-- LO QUE HARÁS --
1. Según el texto sobre la represión, ¿qué busca el gobierno?
2. Edita el texto sobre la represión: reescribe el fragmento desde "Esta vez, la" hasta "su miseria individual.", este incluido, cambiando "anestesiada" por "adormecida".

-- TEXTO PROPORCIONADO --
+ + +
Esta vez, la represión vino en dosis televisadas, con cobertura internacional y testigos en cada rincón. Pero el verdadero problema no son los reflectores, sino la estrategia de fondo. El gobierno busca disciplinar por el miedo. Quiere que los jubilados no protesten, que los trabajadores no se organicen, que los docentes no marchen, que los periodistas no documenten. Quiere una sociedad anestesiada, silenciada y encerrada en su miseria individual.

Sin embargo, cada golpe, cada gas, cada rodilla sobre la cara revela lo contrario: que hay un pueblo que no se resigna. Que sigue saliendo a la calle. Que aún en la vejez, no se calla. Que aún reprimido, sigue gritando. La dignidad no se aplasta con escudos ni se disuelve con gas. Se multiplica.

Y mientras tanto, Milei sigue hablando de libertad. Una libertad que en su versión ultraderechista parece consistir en la impunidad de los poderosos y el castigo de los débiles. Una libertad que permite que un jubilado cobre 200 mil pesos, pero que criminaliza a quien protesta por eso. Una libertad que se escribe con letra de mercado y se impone con puño de hierro.

Hoy fueron los jubilados. Mañana puede ser cualquiera. Porque cuando se naturaliza la represión, cuando se calla frente al atropello, se habilita un modelo de país donde el Estado deja de proteger para volverse verdugo. Un país que huele demasiado a pasado. Y que, si no se lo enfrenta, terminará devorando su propio futuro.
+ + +
[Filas del conjunto de datos para señalar objetos]
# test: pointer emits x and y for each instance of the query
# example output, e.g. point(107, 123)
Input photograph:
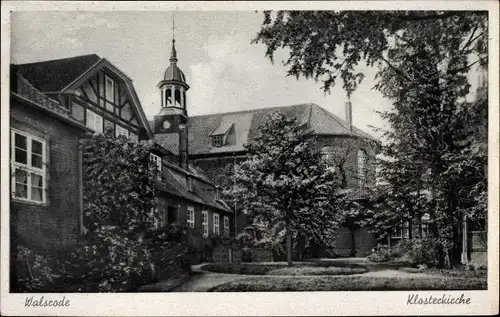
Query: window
point(156, 217)
point(190, 217)
point(109, 89)
point(204, 223)
point(156, 161)
point(94, 121)
point(134, 137)
point(398, 233)
point(216, 224)
point(121, 131)
point(28, 158)
point(226, 226)
point(217, 140)
point(361, 168)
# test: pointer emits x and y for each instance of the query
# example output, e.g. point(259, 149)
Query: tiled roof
point(54, 75)
point(246, 124)
point(22, 88)
point(171, 185)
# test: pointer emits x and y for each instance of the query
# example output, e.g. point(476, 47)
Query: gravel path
point(204, 280)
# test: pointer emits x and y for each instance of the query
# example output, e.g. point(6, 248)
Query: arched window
point(168, 97)
point(326, 153)
point(177, 102)
point(361, 167)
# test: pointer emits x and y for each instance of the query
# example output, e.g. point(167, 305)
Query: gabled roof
point(247, 122)
point(199, 195)
point(62, 75)
point(54, 75)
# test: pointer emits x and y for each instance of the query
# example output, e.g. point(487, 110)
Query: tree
point(118, 181)
point(285, 186)
point(353, 209)
point(326, 45)
point(423, 59)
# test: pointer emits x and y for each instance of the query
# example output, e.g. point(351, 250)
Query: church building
point(53, 104)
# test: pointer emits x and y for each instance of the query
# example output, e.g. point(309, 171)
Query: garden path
point(203, 280)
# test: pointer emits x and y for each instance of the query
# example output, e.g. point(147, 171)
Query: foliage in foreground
point(299, 268)
point(435, 156)
point(348, 283)
point(110, 260)
point(286, 187)
point(120, 249)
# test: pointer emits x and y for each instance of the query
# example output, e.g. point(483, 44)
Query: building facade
point(216, 143)
point(53, 105)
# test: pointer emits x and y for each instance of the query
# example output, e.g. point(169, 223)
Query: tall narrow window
point(156, 162)
point(28, 158)
point(226, 226)
point(217, 140)
point(94, 121)
point(361, 168)
point(110, 89)
point(190, 217)
point(216, 224)
point(204, 222)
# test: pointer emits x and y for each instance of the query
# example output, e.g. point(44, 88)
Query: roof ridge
point(252, 110)
point(342, 122)
point(58, 59)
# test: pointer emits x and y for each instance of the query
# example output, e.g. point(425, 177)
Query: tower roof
point(173, 72)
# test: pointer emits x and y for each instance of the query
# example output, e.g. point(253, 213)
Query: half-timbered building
point(53, 104)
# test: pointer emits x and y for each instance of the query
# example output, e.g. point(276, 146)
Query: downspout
point(80, 191)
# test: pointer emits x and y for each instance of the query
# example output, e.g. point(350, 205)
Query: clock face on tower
point(166, 124)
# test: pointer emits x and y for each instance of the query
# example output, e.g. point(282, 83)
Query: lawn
point(349, 283)
point(459, 272)
point(299, 269)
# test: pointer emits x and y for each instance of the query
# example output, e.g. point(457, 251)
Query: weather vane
point(173, 25)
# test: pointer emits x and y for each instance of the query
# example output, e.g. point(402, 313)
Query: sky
point(224, 70)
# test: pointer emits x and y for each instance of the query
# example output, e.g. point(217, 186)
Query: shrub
point(115, 259)
point(348, 283)
point(424, 251)
point(40, 270)
point(246, 255)
point(111, 259)
point(380, 255)
point(400, 249)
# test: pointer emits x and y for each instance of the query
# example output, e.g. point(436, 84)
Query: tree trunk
point(288, 245)
point(353, 242)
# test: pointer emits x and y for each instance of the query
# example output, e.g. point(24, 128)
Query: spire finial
point(173, 26)
point(173, 53)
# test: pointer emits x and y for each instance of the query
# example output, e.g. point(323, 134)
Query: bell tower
point(173, 118)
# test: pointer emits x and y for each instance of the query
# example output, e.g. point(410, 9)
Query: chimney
point(348, 114)
point(183, 146)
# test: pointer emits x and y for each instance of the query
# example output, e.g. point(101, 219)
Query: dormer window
point(156, 162)
point(220, 134)
point(362, 168)
point(217, 140)
point(109, 89)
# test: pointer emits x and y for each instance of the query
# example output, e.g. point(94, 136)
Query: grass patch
point(348, 283)
point(299, 268)
point(458, 272)
point(308, 270)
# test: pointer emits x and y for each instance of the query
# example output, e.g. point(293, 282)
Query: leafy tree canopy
point(329, 45)
point(285, 186)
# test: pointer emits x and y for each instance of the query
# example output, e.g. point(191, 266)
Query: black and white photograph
point(169, 151)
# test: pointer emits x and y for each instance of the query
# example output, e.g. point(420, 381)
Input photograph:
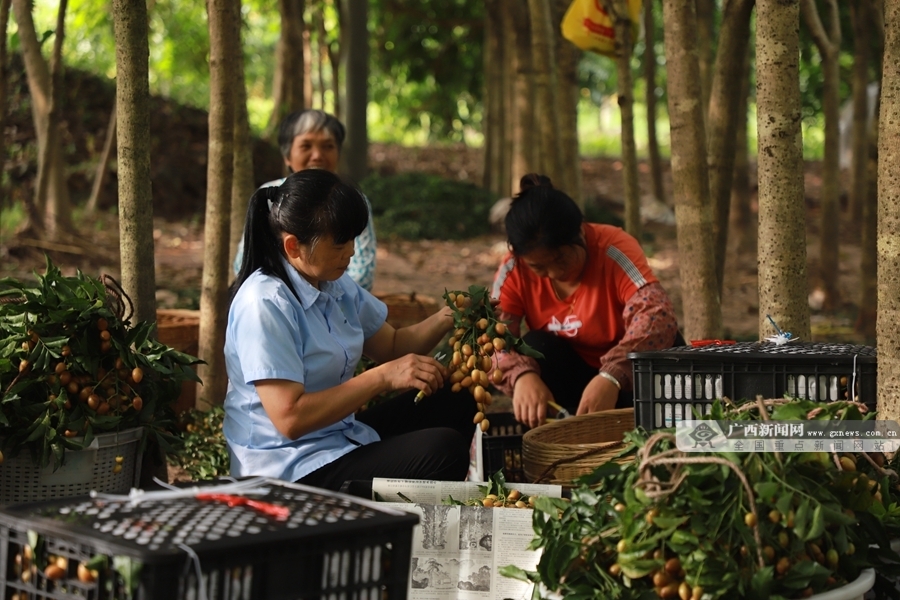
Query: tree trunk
point(4, 76)
point(783, 285)
point(706, 52)
point(742, 222)
point(506, 184)
point(54, 204)
point(103, 163)
point(860, 78)
point(543, 56)
point(223, 48)
point(321, 50)
point(618, 12)
point(722, 121)
point(493, 97)
point(133, 150)
point(568, 55)
point(690, 180)
point(524, 138)
point(889, 220)
point(829, 45)
point(307, 65)
point(649, 64)
point(867, 317)
point(356, 54)
point(288, 82)
point(242, 184)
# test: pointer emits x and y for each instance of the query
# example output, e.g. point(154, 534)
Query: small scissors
point(438, 357)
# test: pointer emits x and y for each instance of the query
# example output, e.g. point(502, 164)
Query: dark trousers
point(428, 440)
point(564, 372)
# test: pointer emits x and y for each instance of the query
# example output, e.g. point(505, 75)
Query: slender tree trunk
point(543, 56)
point(103, 163)
point(867, 317)
point(860, 143)
point(4, 76)
point(307, 65)
point(742, 222)
point(568, 55)
point(889, 220)
point(322, 50)
point(53, 201)
point(690, 180)
point(356, 52)
point(223, 48)
point(506, 184)
point(706, 53)
point(524, 139)
point(618, 11)
point(242, 184)
point(649, 64)
point(722, 121)
point(783, 284)
point(133, 150)
point(829, 45)
point(288, 83)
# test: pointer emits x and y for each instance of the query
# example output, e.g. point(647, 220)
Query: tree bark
point(103, 163)
point(543, 56)
point(568, 56)
point(690, 180)
point(213, 293)
point(829, 45)
point(742, 222)
point(618, 12)
point(889, 220)
point(722, 121)
point(136, 248)
point(524, 138)
point(493, 96)
point(706, 54)
point(288, 82)
point(4, 76)
point(54, 203)
point(242, 184)
point(860, 78)
point(783, 285)
point(649, 64)
point(356, 54)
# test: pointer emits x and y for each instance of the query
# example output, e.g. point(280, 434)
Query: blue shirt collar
point(306, 291)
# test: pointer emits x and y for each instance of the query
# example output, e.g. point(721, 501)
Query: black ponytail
point(541, 216)
point(309, 204)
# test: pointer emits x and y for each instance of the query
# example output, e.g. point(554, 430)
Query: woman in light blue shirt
point(312, 139)
point(297, 327)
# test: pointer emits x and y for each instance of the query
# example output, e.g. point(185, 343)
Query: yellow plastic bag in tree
point(587, 25)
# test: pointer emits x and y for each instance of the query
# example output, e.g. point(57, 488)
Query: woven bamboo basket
point(180, 329)
point(408, 309)
point(564, 450)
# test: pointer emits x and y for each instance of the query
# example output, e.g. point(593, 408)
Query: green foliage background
point(426, 76)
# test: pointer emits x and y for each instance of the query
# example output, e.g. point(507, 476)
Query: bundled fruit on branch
point(72, 366)
point(478, 335)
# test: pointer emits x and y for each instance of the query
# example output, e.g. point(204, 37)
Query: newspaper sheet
point(458, 550)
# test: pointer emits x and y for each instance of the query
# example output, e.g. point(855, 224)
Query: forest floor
point(426, 268)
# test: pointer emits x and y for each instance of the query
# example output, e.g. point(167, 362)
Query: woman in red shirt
point(588, 298)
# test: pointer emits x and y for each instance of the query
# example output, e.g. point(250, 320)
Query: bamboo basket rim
point(553, 449)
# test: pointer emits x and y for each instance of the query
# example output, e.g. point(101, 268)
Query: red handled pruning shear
point(281, 513)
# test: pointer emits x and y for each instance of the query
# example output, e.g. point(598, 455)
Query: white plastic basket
point(82, 471)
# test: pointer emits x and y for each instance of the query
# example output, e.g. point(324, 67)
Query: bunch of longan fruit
point(477, 337)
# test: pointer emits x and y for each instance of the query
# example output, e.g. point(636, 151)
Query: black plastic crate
point(331, 546)
point(501, 447)
point(668, 383)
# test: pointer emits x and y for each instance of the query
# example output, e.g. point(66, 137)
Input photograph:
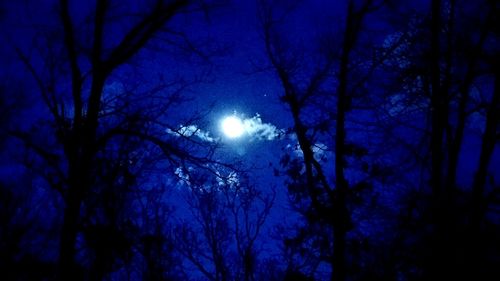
+ + +
-- SOLUCIONES POR TAREA --
1. Disciplinar por el miedo.

2.
Esta vez, la represión vino en dosis televisadas, con cobertura internacional y testigos en cada rincón. Pero el verdadero problema no son los reflectores, sino la estrategia de fondo. El gobierno busca disciplinar por el miedo. Quiere que los jubilados no protesten, que los trabajadores no se organicen, que los docentes no marchen, que los periodistas no documenten. Quiere una sociedad adormecida, silenciada y encerrada en su miseria individual.